Excerpt to read below:

Rashid is a thorough reporter who bolsters his first-hand accounts by assiduously mining the writings of others. In the lead-off chapter of this section of the book, "At the Centre of the World - Uzbekistan," the range of his references encompasses Maillart, Manz, Carrere d'Encausse, E.H. Carr, Olufsen (1911), Critchlow, Roi and Allworth, among others. The result is a dense and nuanced account of Central Asia's most assertive country in the throes of transition from the bleak sureties of a distant communist dictatorship to the uncertainties of a homegrown dictatorship trying to survive on its own. The book is not a contemporary report - it covers events only through 1993 - but this fact has its own value, in that we have frozen-in-time pictures of this critical transition period. In the special case of Uzbekistan the reader may be surprised by how little the sociopolitical setup seems to have changed in the intervening five years. There has been, for example, no basic change in the potentially explosive situation in the Ferghana Valley.

End of Excerpt to read.
Information provided below:

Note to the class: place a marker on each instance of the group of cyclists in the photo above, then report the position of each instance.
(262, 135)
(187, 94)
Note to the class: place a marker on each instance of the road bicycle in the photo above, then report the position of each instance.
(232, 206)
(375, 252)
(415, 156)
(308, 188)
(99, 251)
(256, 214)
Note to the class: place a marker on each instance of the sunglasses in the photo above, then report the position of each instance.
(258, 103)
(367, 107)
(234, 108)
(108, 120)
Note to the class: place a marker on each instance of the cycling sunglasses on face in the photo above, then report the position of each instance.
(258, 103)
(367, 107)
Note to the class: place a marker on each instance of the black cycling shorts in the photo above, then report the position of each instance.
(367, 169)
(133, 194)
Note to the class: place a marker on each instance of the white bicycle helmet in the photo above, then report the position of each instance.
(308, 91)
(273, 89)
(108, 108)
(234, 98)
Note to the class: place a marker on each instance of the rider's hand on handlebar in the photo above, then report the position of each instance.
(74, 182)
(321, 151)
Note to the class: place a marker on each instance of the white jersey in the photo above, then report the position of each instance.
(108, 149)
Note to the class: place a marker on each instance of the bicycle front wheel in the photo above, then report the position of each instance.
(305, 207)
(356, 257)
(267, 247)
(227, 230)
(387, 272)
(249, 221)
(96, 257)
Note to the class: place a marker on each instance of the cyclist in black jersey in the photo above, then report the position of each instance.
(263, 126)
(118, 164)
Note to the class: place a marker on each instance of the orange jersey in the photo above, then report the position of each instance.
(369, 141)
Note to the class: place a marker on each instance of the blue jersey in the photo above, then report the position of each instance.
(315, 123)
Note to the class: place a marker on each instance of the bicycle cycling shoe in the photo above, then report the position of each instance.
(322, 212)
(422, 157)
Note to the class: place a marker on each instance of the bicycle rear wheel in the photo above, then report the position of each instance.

End of Information provided.

> **Using the information**
1: Answer these from the review of Rashid's book:
(a) What is the title of the lead-off chapter of this section?
(b) Through what year does the book cover events?
(c) In what region has the potentially explosive situation seen no basic change?
2: Carry on the review of Rashid's book from the point where it ends.
The lines have no connection to the review of Rashid's book.

> **Answers for the exercise**
1:
(a) "At the Centre of the World - Uzbekistan"
(b) 1993
(c) The Ferghana Valley

2:
While the author has interviewed most of the leading figures of Central Asia, he does not seem to have been taken in by disingenuous claims. The one place where he has willingly gone along with Uzbek chauvinism probably does not make a difference to anyone now living. Referring to the original Uzbek conqueror of Central Asia, Rashid states (pp. 85-86): "Shaybani Khan was helped in his task by the most famous of all early Uzbeks: Mir Alisher Navai...." Recently dead by the time Bukhara and his native Herat were taken by the boorish Uzbek, the elegant Mir Alisher might have laughed at the charge of helping the enemy, but he would surely have knocked over his tombstone at the accusation he was 'Uzbek'.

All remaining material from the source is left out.